Stated goal 1.
What editor features does the excerpt on function naming and download size give as ways to configure your tools?

Document excerpt.
>> Start

And a straw man in the back calls out: "But that means I'm typing 'Person' all over the place!" (An issue closely related to problem #3 from the earlier list.) To which my response is: Yes. Get over it, and configure your tools to help. Seriously. In today's world, our editors are very configurable with templates and triggers and macros and such, and to my mind the value (in a project of any size) of knowing what you're dealing with outweighs a bit of extra typing.

"But what about download size?!" someone who works on web apps calls out. And it's true, for the toString function we're saying "toString" three times instead of once, and "Person" twice (in relation to toString). Similarly, we've said "getFullName" two "extra" times (and there are its two "Person"s as well). In all, there's a fair bit of repetition in that solution.

Well, there is, but I very much doubt your final script's download size will be significantly impacted. Here's why: The names you use in this context are (I assert) a very small part of your overall script. Remember that when you call these functions, you do so through the (shorter) property name. Most of your script is probably logic. It's true we want to keep functions as small as feasible (more smaller functions is better than fewer larger functions, for maintenance and readability reasons), but my take is that this is really only needed for public functions on instances, not the private functions used for implementation of an instance.

>> End

Point-based annotation data
>> Start

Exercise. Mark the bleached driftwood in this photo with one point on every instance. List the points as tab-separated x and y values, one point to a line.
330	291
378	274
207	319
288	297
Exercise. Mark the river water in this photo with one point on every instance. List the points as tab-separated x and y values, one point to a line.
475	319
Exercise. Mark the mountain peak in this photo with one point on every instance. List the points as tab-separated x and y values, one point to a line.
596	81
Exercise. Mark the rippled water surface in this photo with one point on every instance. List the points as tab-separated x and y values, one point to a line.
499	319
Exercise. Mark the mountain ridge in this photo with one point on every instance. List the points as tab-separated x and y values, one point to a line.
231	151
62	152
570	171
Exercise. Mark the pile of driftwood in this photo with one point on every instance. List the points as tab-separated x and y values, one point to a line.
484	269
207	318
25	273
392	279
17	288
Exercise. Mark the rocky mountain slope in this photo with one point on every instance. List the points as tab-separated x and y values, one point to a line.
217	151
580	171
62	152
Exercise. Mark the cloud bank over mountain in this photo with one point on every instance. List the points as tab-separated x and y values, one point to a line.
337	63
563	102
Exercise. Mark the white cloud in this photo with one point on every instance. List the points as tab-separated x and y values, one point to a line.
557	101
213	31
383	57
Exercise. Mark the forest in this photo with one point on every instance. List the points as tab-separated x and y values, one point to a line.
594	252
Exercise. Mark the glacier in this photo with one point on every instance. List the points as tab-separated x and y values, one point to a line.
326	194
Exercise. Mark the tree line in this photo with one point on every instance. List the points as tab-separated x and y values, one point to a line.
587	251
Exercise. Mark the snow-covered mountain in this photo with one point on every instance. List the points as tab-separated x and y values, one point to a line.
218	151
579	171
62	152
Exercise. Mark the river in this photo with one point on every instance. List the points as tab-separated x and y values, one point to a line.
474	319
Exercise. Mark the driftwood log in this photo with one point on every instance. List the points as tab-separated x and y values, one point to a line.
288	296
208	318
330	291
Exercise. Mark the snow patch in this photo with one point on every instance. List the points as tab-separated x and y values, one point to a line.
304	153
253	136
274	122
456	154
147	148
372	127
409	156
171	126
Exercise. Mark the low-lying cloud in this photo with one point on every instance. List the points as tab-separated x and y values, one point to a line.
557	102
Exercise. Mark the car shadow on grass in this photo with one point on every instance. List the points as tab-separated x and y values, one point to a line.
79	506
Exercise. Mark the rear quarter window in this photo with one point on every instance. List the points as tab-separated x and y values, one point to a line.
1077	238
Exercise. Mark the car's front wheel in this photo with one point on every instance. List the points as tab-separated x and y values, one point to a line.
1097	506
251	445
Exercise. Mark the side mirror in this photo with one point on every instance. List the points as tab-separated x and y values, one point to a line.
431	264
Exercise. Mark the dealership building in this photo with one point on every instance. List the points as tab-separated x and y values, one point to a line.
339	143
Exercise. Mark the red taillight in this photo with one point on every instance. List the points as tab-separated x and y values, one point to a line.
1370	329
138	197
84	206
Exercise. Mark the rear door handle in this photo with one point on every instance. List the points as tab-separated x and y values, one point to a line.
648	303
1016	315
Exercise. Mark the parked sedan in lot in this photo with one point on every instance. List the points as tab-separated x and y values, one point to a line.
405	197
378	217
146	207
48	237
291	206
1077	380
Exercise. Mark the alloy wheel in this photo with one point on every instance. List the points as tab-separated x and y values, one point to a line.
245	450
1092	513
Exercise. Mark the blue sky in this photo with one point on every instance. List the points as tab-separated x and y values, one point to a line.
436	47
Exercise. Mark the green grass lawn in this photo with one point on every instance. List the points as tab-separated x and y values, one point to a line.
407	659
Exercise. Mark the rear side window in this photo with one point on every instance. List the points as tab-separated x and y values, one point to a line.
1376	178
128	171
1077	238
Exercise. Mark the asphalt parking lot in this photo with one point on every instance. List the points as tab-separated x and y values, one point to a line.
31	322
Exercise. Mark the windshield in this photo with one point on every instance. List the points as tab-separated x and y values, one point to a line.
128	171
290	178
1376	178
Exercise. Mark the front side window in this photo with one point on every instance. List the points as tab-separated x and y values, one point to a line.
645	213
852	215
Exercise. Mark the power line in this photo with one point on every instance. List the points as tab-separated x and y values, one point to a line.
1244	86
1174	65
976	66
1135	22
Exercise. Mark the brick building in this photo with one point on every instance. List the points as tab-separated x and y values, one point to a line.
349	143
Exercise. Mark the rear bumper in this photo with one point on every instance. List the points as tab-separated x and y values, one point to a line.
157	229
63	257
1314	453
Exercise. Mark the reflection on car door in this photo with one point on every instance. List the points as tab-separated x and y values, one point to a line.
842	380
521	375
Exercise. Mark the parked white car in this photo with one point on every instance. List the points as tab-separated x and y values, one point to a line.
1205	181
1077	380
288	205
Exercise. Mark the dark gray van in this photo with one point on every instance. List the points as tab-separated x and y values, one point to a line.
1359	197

>> End

Stated goal 2.
Which lines of the rows above contain the word "window"? Find and copy each of them in full.

Reply 1.
Templates, triggers, macros

Reply 2.
Exercise. Mark the rear quarter window in this photo with one point on every instance. List the points as tab-separated x and y values, one point to a line.
Exercise. Mark the rear side window in this photo with one point on every instance. List the points as tab-separated x and y values, one point to a line.
Exercise. Mark the front side window in this photo with one point on every instance. List the points as tab-separated x and y values, one point to a line.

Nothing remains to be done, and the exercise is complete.